[TEXTO PROPUESTO]

En la parábola del administrador infiel, Jesús tiene esta frase «Los hijos de este mundo son más astutos que los hijos de la luz» (Lc 16,8). Creo que el sentido de esta frase es bastante claro: «Discípulos míos, espabilad y no seais idiotas».
 
Recientemente he leído una noticia cuyo titular dice, no se puede decir reza, porque en este caso no pega: «La Unesco publica un informe que pide adoctrinar con contenidos LGTB en todos los colegios del mundo». Por su parte Hillary Clinton nos promete, con una promesa nada tranquilizadora: «Hay que obligar a las religiones a cambiar sus dogmas», mientras que en España los diputados y senadores votan por unanimidad el aborto y las leyes de ideología de género, porque los poquísimos que todavía respetan su conciencia y no se presentan a votar, saben que no van en las listas siguientes y que su carrera política ha terminado. Y no nos olvidemos de lo sucedido en el Parlamento de la Región de Madrid y de bastantes otras Comunidades Autónomas, donde se prohíbe a los homosexuales intentar llegar a la heterosexualidad, se castiga severísimamente a los médicos que buscan echar una mano a quien se lo pide, cuando cada vez hay más casos en todo el mundo de gente que logra superar su problema y un conocido proverbio filosófico dice: «contra el hecho no valen argumentos». Además se ponen las bases legales para una futura persecución religiosa contra los católicos y se pretende prohibir a los colegios enseñar la doctrina católica en defensa de la vida y de la familia, porque tienen que enseñar la anticristiana e inmoral ideología de género. Cristo nos dice. «No podéis servir a Dios y al dinero» (Lc 16,13), y como se obliga a nuestros parlamentarios a elegir entre Cristo o el Partido, escogen al Partido, que les es más rentable. Como dice el Papa Francisco, detrás de todo esto está la pezuña del Diablo.
 
Ante esta situación, ¿qué podemos hacer? Por supuesto rezar, pero también hacer uso de nuestra legítima libertad de expresión, mientras estos parlamentarios, con un talante democrático bastante dudoso, no nos lo impidan. Elevemos nuestra voz, porque cuando a uno le pisan lo peor que pueden hacer es estarse calladito, porque con ello lo único que consigue es animar al otro a que siga cometiendo atropellos y que sepan que no estamos de acuerdo, y desde luego, aunque sigamos siendo personas educadas, que conozcan que se están ganando a pulso nuestro no aprecio.

[/TEXTO PROPUESTO]

TU TAREA: Según el texto propuesto, ¿por qué no hay que quedarse callado cuando a uno le pisan? Responde en una a tres frases.

[EXTRACTO DE DATOS]

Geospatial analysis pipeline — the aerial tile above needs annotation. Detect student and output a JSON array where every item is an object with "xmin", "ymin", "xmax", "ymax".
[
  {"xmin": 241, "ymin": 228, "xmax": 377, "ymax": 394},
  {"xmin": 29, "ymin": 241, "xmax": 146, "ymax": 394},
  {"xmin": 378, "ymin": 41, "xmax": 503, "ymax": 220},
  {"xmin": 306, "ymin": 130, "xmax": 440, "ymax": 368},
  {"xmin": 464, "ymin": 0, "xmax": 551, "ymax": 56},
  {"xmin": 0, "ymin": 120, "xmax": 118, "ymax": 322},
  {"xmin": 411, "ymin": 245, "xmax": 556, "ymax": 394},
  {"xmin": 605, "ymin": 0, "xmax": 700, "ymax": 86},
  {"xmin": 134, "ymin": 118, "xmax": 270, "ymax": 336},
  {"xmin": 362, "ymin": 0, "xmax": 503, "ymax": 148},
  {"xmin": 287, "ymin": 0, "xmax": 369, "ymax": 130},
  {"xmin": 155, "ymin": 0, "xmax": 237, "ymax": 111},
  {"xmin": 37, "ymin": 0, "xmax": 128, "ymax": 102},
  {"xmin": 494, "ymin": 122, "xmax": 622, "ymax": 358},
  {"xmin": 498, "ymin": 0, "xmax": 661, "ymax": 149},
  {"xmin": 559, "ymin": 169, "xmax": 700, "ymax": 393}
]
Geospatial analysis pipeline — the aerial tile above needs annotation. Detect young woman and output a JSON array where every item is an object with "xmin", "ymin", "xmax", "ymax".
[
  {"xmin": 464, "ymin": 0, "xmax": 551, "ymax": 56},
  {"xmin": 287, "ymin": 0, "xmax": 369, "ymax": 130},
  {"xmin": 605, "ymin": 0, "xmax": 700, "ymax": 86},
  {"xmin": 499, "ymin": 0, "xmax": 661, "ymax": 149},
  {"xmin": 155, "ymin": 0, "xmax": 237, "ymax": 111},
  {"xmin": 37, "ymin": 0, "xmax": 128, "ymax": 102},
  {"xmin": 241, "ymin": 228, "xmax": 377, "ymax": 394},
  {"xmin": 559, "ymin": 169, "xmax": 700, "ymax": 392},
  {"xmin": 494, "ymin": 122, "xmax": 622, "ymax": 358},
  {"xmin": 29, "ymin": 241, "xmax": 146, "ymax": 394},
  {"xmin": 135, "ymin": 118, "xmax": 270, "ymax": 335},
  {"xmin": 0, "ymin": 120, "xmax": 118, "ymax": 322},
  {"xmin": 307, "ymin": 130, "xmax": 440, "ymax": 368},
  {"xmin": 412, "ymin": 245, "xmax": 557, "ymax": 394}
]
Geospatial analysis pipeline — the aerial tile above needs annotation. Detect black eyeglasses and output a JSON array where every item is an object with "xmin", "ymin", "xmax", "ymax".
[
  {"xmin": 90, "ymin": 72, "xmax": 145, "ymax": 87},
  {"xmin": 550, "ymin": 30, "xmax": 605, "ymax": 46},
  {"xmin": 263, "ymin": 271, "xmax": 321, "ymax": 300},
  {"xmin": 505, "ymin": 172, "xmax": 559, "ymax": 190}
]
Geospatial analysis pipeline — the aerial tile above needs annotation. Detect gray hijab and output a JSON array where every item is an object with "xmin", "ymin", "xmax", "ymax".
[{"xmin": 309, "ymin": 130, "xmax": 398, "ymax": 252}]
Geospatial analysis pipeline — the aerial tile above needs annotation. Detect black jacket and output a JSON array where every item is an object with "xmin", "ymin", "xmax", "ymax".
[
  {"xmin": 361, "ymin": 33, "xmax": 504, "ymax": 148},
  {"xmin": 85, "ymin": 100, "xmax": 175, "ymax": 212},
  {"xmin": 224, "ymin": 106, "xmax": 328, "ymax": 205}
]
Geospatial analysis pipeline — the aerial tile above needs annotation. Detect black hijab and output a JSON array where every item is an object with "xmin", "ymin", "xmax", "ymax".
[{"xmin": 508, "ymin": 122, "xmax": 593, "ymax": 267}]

[/EXTRACTO DE DATOS]

RESULTADO DEL EJERCICIO: Quedarse callado solo anima al otro a seguir cometiendo atropellos. Además, alzar la voz sirve para que sepan que no estamos de acuerdo.